[Stored data entries]
================================

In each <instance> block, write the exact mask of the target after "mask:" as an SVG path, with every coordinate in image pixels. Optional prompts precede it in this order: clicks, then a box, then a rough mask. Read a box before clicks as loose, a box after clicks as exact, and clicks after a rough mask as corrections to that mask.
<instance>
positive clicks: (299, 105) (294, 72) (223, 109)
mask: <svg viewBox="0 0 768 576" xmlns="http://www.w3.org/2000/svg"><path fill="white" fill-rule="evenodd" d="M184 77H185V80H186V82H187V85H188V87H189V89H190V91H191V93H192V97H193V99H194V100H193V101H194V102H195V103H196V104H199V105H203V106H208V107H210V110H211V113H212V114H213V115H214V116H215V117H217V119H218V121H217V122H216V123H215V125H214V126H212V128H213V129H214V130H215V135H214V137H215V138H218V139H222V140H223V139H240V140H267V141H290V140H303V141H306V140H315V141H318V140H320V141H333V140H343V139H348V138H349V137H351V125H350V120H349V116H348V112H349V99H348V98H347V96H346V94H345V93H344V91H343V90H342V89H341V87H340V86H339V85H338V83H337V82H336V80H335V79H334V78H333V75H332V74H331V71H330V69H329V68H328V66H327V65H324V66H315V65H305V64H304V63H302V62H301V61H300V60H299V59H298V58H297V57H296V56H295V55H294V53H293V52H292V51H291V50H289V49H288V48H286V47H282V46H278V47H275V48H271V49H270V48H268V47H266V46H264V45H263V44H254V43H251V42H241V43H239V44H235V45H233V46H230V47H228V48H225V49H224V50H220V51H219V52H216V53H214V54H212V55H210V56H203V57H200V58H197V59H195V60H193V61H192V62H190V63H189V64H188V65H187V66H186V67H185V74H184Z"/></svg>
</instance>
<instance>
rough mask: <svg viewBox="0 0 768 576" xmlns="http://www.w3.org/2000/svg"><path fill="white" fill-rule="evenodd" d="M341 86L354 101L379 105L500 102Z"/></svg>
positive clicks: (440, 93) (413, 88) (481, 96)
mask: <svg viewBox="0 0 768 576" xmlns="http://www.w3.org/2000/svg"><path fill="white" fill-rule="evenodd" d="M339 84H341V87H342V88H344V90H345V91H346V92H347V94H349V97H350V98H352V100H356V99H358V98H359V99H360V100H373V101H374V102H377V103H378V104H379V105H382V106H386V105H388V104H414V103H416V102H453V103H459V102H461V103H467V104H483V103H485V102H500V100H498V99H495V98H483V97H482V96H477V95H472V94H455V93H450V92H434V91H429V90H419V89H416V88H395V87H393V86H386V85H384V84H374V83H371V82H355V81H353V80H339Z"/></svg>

================================

→ Exercise directions: Your answer must be the line that contains "</instance>" and every line after it to the end of the records, reproduced exactly.

→ Final answer:
</instance>
<instance>
rough mask: <svg viewBox="0 0 768 576" xmlns="http://www.w3.org/2000/svg"><path fill="white" fill-rule="evenodd" d="M341 86L354 101L379 105L500 102Z"/></svg>
positive clicks: (440, 93) (413, 88) (481, 96)
mask: <svg viewBox="0 0 768 576" xmlns="http://www.w3.org/2000/svg"><path fill="white" fill-rule="evenodd" d="M339 84H341V87H342V88H344V90H345V91H346V92H347V94H349V97H350V98H352V100H356V99H358V98H359V99H360V100H373V101H374V102H377V103H378V104H379V105H382V106H386V105H388V104H414V103H416V102H453V103H459V102H461V103H467V104H483V103H485V102H500V100H498V99H495V98H483V97H482V96H477V95H472V94H455V93H450V92H434V91H429V90H419V89H416V88H395V87H393V86H386V85H384V84H374V83H371V82H355V81H353V80H339Z"/></svg>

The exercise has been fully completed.